Reproduce all of the material below word for word, leaving out the pictures.
--- start of DATA LINES ---
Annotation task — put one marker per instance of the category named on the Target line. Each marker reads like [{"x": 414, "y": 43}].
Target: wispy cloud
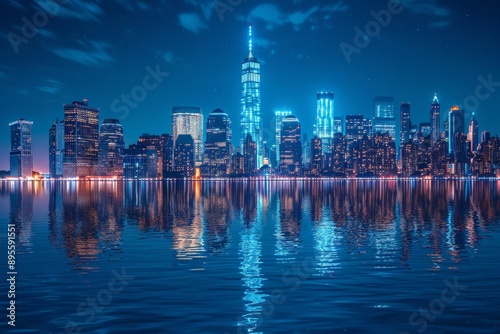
[
  {"x": 192, "y": 22},
  {"x": 92, "y": 53},
  {"x": 273, "y": 16},
  {"x": 76, "y": 9},
  {"x": 51, "y": 86}
]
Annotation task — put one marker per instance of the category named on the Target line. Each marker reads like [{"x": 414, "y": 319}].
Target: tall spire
[
  {"x": 250, "y": 55},
  {"x": 435, "y": 98}
]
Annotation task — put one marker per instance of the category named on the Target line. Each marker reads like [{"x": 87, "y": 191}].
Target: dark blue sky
[{"x": 102, "y": 49}]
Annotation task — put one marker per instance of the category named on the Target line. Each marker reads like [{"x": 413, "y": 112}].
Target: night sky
[{"x": 100, "y": 50}]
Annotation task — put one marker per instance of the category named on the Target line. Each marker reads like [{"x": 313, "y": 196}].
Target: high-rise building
[
  {"x": 337, "y": 124},
  {"x": 279, "y": 116},
  {"x": 473, "y": 135},
  {"x": 435, "y": 119},
  {"x": 167, "y": 147},
  {"x": 384, "y": 120},
  {"x": 250, "y": 155},
  {"x": 189, "y": 121},
  {"x": 111, "y": 148},
  {"x": 405, "y": 127},
  {"x": 218, "y": 143},
  {"x": 184, "y": 155},
  {"x": 251, "y": 122},
  {"x": 290, "y": 147},
  {"x": 456, "y": 125},
  {"x": 316, "y": 156},
  {"x": 324, "y": 128},
  {"x": 81, "y": 137},
  {"x": 56, "y": 149},
  {"x": 21, "y": 158}
]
--- end of DATA LINES ---
RESULT OF THE EXERCISE:
Annotation task — put one marker per instance of the category named on the Target line. Each marker reads like [{"x": 414, "y": 43}].
Target: wispy cloud
[
  {"x": 192, "y": 22},
  {"x": 92, "y": 53},
  {"x": 273, "y": 16},
  {"x": 76, "y": 9},
  {"x": 51, "y": 86}
]
Annotation task — put one marker per instance of the category named on the Target line. Each marker reads like [{"x": 414, "y": 319}].
Target: tall spire
[
  {"x": 250, "y": 55},
  {"x": 435, "y": 98}
]
Annotation task — put one marker per instance of the category named on the Target line. Each marker reads like [{"x": 87, "y": 191}].
Target: dark blue sky
[{"x": 102, "y": 49}]
Annotation task — put one marker per instance of the category named on the Target line. Each marker reads like [{"x": 413, "y": 112}].
Target: night sky
[{"x": 100, "y": 50}]
Annotation task — put one marker per instance of the category named on the Target line. Each marker reads like [{"x": 313, "y": 196}].
Target: high-rise building
[
  {"x": 337, "y": 124},
  {"x": 279, "y": 116},
  {"x": 473, "y": 135},
  {"x": 435, "y": 119},
  {"x": 167, "y": 147},
  {"x": 384, "y": 120},
  {"x": 250, "y": 155},
  {"x": 189, "y": 121},
  {"x": 111, "y": 148},
  {"x": 405, "y": 127},
  {"x": 218, "y": 143},
  {"x": 184, "y": 155},
  {"x": 251, "y": 122},
  {"x": 290, "y": 147},
  {"x": 456, "y": 125},
  {"x": 316, "y": 156},
  {"x": 324, "y": 128},
  {"x": 81, "y": 137},
  {"x": 56, "y": 149},
  {"x": 21, "y": 158}
]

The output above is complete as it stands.